═════ SOURCE ═════

# Faro to Central Portugal by car



## PETERFC (Apr 3, 2009)

Hi All

On the 24th November i fly into Faro as there is no flights from Liverpool to Porto also Lisbon dates where no good. I then need to drive up to Gois in Central Portugal area.

Any comments or advice also what are the tolls like and any idea how much they are.

Are there any areas where there are speed cameras or other things to watch for.

Peter


----------



## silvers (Sep 22, 2008)

Speed cameras tend to be mobile. They also park on the hard shoulder on the motorway, they don't stop you, you just get the letter in the post. 120 euros please Mr Silvers. Kerching!
The only fixed ones you will encounter are in Lisbon centre and if you go to Porto.


----------



## Mr.Blueskies (Feb 24, 2009)

"I would just get a bus to Lisbon Peter! That way you can sit back and enjoy the trip (no stress) Next a bus from Lisbon to Coimbra. Expect delays though, because of the flooding. A car hire deal in Coimbra, will be much cheaper for just running about locally, than hiring one at the airport in Faro.

Bear in mind your free bar bill ( for the duration of the storm ) lol
Seriously, this is the way to do it. Leave the car back and just bus it back to Faro.
You need to start thinking with a portuguese mentality now.


----------



## PETERFC (Apr 3, 2009)

*Reply*

Hi Mr Blueskies

I have done Porto airport to Porto then Porto to Coimbra then on to Serpins and enjoyed the trip all by train. This time from landing in Faro i have less than 48 hours to travel to Gois about 500 km and return for a flight home. 

This trip i am bringing my son to see Gois and the house and then sign the promessa contract. Well time is tight but with the rest of my life ahead of me who cares. 

Peter


----------



## omostra06 (Sep 11, 2007)

PETERFC said:


> Hi Mr Blueskies
> 
> I have done Porto airport to Porto then Porto to Coimbra then on to Serpins and enjoyed the trip all by train. This time from landing in Faro i have less than 48 hours to travel to Gois about 500 km and return for a flight home.

═════ DATA ENTRIES ═════

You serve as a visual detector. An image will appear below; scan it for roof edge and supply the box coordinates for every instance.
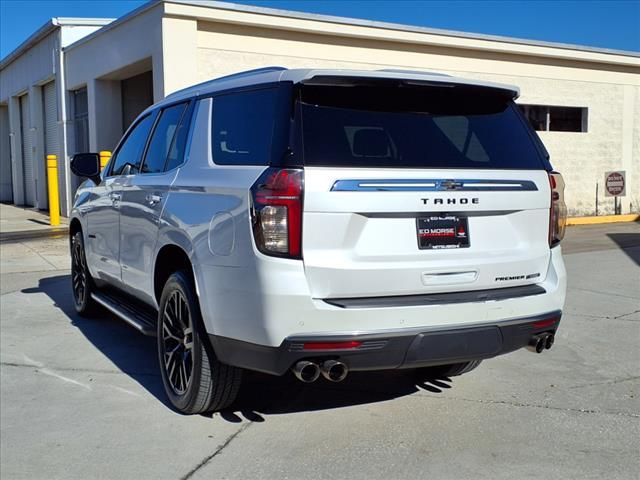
[0,17,114,70]
[64,0,164,51]
[163,0,640,58]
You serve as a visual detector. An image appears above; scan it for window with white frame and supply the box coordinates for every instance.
[518,105,589,133]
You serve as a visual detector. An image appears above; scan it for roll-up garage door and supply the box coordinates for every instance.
[20,95,36,207]
[42,82,65,210]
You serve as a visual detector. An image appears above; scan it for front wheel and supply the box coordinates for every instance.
[71,232,97,317]
[157,271,242,414]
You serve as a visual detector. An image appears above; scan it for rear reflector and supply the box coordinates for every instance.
[302,342,362,350]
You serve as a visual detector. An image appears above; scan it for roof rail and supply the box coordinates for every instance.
[166,66,287,98]
[211,66,287,83]
[378,68,451,77]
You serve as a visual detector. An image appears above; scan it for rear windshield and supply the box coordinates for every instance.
[297,85,547,170]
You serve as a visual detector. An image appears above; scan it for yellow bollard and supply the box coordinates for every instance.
[98,150,111,171]
[47,155,60,227]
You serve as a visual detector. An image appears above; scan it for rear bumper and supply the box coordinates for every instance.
[210,311,561,375]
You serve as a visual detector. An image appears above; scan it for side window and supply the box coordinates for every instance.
[211,88,276,165]
[165,104,193,171]
[141,103,187,173]
[110,114,154,175]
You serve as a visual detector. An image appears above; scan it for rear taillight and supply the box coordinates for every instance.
[251,168,304,258]
[549,172,567,247]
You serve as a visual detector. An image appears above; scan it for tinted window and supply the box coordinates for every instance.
[165,103,193,170]
[299,86,545,169]
[111,115,154,175]
[142,103,187,173]
[212,89,276,165]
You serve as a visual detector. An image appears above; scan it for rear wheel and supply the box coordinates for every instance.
[417,360,482,379]
[157,271,242,414]
[71,232,97,317]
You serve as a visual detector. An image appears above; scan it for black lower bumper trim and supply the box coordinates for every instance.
[209,311,562,375]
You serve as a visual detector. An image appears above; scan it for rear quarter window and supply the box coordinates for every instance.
[298,83,546,170]
[211,88,277,165]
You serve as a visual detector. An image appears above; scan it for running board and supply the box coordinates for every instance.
[91,292,156,337]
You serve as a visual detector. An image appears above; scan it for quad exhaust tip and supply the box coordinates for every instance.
[291,360,320,383]
[320,360,349,382]
[527,333,555,353]
[291,360,349,383]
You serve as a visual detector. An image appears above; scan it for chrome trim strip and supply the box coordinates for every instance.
[331,178,538,192]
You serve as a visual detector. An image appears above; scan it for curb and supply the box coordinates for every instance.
[567,213,640,226]
[0,225,69,243]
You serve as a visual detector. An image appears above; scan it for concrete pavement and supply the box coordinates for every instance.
[0,224,640,480]
[0,203,69,242]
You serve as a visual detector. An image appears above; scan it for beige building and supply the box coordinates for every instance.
[0,0,640,215]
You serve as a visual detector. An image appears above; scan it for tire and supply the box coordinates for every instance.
[157,271,242,415]
[71,232,98,317]
[416,360,482,378]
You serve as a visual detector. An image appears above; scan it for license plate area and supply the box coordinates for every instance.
[416,215,469,250]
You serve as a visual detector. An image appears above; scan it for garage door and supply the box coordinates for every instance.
[42,82,65,211]
[20,95,36,207]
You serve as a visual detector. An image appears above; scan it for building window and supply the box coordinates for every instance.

═════

Continue the forum thread about driving from Faro to Gois, picking up right after its last line.

→ RESPONSE FOR THIS EXERCISE
> 
> ...


Peter, i would suggest that if your short of time then drive up, you won't have time to lose on slow busses and waiting to change transport,etc, better to jump straight on the motorway and zoom up to Gois. tolls from Faro to a1 junction north of Lisbon is around 25 euros, a1 north will be around 10 euros. about 6 hours drive i think....


----------



## John999 (Jul 6, 2009)

*faro*

Hi Peter
Go on Google earth and it will show you the way trough A2, A10, A13 and A1. Less than 500 km and under 5 hours drive each way. This is respecting the speed limits. I find that, if you do around 130/135kmh they don´t bother you. If an unmarked car stops you or if they are waiting for you, you will have to pay the fine straight away, the car will not move from where ever they stop you until the ticket is paid for. On the A2 keep an eye on vehicles that apparently seem to be broke down on the hard shoulder, it is one of their best tricks. Fallow this route and you will be ok. At that time of the year, does Motorways will be nearly empty, with exception to the A1
John999


----------



## siobhanwf (Mar 20, 2009)

Hi PeterFC

You can also let the train take the strain. The fare from Faro to LIsbon is 13 euros oneway (21 euros First Class!!) The bit from Lisbon to Gois I am not too sure about but the bus service is generally very good from Lisbon.

I must admit I much prefer to drive

Have a look at viamichelin.com this is the link from Faro central to Gois

Routes Faro Góis ViaMichelin: Route planner Faro Góis


----------



## siobhanwf (Mar 20, 2009)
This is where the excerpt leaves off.